Records from a collection
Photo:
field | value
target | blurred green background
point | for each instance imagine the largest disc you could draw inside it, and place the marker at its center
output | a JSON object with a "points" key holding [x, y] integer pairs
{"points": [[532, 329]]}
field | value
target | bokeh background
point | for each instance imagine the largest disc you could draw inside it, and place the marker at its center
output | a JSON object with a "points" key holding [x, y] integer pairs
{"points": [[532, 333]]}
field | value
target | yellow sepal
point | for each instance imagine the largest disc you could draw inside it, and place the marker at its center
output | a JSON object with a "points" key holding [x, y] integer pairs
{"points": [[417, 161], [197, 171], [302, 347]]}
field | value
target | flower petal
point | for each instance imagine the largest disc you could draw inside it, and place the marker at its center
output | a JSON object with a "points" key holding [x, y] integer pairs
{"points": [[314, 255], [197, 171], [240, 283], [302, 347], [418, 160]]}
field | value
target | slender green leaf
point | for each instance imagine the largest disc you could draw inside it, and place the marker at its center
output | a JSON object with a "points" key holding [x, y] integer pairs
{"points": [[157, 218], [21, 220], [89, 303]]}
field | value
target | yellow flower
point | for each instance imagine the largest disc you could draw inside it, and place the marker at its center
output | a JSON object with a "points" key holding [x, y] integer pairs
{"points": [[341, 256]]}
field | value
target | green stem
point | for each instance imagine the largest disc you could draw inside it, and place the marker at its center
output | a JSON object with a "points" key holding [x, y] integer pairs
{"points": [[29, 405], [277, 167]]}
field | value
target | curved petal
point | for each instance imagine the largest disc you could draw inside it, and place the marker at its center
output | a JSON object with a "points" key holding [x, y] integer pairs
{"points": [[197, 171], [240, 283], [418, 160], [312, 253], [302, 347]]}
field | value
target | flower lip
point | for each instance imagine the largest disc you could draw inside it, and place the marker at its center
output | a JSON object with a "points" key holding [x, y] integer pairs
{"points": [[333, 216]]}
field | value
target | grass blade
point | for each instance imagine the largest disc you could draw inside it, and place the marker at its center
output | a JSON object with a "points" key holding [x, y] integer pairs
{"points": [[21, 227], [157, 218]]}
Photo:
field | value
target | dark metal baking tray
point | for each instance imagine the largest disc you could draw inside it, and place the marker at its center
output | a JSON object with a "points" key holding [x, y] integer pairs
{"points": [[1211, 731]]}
==
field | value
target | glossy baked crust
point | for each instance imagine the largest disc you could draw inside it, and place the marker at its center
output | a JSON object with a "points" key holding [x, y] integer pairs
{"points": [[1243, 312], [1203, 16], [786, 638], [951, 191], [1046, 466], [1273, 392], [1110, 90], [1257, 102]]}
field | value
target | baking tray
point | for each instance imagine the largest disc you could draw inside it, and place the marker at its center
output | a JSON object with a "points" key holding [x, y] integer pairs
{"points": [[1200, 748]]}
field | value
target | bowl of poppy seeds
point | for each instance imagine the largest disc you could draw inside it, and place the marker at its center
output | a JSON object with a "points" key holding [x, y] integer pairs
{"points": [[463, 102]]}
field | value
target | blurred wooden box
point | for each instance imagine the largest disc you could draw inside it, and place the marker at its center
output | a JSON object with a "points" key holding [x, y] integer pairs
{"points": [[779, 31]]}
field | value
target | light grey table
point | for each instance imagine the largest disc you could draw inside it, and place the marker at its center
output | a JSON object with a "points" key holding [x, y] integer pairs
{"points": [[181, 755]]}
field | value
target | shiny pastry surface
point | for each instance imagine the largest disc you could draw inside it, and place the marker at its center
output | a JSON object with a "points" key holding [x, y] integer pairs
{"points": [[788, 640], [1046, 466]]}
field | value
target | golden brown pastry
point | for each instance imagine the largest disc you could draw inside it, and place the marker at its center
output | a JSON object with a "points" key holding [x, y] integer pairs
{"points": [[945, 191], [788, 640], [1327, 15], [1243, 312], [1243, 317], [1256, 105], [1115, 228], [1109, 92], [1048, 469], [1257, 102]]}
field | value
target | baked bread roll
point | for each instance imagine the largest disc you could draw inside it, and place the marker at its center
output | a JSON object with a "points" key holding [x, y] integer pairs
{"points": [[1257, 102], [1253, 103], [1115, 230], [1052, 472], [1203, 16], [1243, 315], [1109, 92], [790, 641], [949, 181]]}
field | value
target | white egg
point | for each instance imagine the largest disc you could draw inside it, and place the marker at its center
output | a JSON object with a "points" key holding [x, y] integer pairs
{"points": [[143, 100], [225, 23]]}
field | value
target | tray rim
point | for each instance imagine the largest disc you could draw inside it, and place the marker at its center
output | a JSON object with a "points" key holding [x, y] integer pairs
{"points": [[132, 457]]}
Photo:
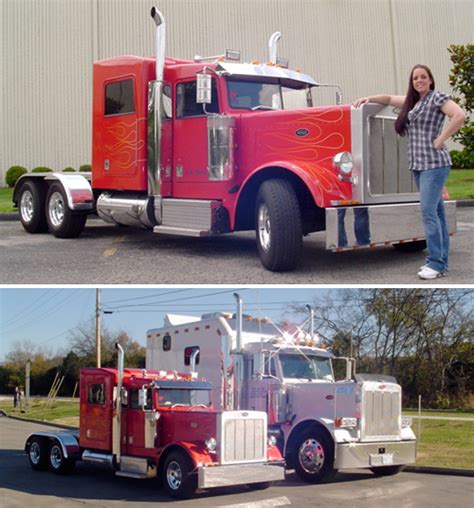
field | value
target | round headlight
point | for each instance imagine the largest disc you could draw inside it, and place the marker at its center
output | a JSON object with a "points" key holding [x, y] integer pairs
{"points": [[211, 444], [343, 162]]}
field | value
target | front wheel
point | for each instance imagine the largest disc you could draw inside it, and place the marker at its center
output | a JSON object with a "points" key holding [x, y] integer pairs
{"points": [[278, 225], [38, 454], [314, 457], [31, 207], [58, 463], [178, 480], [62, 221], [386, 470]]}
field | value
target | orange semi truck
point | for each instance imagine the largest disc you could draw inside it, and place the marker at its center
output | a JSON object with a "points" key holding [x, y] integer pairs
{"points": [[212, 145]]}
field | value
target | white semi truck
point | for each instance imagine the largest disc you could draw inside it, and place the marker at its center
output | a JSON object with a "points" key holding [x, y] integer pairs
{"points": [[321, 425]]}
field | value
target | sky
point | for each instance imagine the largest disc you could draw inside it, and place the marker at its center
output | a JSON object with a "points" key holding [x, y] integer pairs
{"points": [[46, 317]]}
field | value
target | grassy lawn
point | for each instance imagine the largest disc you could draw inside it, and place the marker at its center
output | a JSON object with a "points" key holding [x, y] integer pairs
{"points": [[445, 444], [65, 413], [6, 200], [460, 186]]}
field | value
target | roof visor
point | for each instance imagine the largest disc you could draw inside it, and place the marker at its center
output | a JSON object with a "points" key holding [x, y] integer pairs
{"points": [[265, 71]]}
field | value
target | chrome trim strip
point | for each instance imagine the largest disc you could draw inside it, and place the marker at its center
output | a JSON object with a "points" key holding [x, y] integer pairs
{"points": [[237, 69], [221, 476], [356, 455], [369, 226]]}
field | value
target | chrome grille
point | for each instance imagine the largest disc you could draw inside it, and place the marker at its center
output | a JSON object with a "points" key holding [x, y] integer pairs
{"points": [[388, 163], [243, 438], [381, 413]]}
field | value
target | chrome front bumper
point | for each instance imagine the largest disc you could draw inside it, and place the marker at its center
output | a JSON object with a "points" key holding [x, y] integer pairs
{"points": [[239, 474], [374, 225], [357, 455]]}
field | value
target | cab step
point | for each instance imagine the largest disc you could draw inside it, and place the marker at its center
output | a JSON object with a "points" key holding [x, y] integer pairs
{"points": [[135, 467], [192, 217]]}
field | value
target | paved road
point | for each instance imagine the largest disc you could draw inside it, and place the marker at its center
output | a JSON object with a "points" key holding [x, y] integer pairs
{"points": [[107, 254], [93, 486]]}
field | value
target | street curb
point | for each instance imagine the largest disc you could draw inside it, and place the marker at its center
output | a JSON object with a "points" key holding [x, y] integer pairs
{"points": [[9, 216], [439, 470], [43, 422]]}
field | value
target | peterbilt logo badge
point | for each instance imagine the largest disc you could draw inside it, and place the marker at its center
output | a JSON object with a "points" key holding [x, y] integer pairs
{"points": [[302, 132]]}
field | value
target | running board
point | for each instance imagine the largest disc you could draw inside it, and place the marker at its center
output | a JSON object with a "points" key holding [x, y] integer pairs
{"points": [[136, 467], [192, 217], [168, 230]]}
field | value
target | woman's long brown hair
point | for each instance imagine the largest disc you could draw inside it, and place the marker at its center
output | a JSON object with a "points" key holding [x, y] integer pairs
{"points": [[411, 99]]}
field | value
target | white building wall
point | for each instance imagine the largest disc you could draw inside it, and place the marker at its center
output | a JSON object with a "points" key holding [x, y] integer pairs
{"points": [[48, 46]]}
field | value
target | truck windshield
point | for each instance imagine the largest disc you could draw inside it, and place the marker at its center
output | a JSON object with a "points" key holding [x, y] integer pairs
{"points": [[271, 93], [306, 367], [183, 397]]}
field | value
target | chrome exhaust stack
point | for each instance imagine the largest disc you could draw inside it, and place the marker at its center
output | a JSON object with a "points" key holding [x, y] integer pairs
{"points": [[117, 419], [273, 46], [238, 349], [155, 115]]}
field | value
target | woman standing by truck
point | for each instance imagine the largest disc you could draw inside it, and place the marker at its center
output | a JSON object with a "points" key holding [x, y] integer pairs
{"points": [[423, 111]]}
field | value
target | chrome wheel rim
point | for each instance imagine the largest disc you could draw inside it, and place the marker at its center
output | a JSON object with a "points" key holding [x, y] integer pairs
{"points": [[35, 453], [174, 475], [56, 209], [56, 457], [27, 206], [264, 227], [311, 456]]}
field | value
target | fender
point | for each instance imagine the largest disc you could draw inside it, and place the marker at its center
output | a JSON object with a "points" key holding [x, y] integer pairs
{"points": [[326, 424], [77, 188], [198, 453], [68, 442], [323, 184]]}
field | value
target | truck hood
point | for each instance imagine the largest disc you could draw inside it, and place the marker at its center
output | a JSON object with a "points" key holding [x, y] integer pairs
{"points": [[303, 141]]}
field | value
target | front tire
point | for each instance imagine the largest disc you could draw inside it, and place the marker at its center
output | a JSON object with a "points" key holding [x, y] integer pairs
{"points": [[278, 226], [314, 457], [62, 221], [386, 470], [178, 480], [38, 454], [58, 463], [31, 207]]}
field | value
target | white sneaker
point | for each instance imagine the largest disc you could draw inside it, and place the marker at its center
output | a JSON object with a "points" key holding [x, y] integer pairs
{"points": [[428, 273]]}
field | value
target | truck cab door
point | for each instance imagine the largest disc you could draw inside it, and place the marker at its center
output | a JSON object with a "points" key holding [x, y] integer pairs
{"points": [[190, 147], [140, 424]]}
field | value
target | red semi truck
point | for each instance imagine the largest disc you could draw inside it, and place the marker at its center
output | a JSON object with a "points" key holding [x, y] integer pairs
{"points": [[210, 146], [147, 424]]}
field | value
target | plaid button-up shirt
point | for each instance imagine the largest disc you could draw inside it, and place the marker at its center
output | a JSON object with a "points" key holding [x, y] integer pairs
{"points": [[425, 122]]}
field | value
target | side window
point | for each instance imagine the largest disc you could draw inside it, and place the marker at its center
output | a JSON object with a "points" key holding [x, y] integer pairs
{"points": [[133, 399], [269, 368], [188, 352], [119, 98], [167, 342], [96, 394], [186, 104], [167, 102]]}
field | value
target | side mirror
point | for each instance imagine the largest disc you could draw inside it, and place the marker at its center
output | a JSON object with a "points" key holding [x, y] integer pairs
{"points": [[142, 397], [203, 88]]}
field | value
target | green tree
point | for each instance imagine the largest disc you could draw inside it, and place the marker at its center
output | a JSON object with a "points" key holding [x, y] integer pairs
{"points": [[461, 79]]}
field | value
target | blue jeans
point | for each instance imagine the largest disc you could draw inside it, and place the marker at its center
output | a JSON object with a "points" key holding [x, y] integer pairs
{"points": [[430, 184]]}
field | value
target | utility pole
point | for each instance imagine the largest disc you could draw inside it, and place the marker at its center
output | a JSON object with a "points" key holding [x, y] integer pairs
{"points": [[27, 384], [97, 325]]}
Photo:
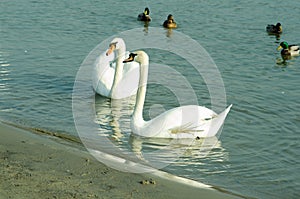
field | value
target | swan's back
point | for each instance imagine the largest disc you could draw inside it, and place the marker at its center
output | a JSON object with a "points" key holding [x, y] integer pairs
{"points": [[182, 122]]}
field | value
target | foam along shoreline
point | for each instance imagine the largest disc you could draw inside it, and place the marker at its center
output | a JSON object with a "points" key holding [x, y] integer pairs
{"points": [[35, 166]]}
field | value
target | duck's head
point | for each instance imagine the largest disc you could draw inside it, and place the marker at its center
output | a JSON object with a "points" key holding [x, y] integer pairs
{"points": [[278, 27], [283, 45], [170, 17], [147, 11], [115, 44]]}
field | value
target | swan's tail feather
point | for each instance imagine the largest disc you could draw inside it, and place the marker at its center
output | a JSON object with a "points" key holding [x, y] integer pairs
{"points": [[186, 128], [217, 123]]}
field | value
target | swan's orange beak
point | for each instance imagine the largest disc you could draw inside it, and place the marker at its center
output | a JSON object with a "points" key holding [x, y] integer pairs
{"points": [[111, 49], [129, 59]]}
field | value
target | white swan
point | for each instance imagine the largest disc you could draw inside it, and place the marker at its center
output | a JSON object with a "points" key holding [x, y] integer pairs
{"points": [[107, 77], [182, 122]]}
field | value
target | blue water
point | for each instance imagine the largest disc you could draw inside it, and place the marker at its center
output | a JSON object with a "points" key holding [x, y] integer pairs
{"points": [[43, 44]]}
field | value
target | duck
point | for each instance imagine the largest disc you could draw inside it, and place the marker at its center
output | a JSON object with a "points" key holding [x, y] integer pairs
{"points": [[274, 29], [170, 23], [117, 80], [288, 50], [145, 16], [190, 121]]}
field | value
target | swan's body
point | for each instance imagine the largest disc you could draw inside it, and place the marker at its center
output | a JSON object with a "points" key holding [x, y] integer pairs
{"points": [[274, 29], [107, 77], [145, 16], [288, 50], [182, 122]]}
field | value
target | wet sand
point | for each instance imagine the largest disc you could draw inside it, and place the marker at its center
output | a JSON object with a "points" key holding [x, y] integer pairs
==
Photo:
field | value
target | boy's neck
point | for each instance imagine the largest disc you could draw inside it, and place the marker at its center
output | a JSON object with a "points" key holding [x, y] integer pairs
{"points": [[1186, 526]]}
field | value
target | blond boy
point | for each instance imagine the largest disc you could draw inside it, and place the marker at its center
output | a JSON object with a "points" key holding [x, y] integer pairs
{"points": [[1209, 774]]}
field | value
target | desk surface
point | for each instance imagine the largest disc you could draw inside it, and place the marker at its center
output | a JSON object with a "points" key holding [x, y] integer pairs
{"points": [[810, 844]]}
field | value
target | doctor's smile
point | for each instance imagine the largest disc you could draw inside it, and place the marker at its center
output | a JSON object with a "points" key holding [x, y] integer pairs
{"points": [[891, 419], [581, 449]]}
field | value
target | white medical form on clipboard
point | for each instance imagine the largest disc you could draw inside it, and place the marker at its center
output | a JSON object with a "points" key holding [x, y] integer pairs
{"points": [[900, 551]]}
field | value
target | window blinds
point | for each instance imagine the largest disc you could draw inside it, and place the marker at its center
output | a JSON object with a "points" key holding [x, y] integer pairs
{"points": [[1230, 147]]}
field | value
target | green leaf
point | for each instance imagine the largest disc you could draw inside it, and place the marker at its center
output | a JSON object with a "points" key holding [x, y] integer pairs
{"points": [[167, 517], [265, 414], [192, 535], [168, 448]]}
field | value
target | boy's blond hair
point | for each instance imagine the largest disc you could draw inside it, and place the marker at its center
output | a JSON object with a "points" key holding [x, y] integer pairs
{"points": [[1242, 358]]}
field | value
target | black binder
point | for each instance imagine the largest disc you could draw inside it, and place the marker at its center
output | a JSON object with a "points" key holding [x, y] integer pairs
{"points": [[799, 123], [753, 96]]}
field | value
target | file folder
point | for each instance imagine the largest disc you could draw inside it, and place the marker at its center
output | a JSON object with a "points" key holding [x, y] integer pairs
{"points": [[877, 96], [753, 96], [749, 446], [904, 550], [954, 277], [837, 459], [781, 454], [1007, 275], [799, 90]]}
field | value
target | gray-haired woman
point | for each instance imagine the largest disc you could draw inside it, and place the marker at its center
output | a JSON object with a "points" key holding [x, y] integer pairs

What is needed | List each line of the items above that contains the word "wheel".

Answer for the task |
target | front wheel
target | chrome wheel rim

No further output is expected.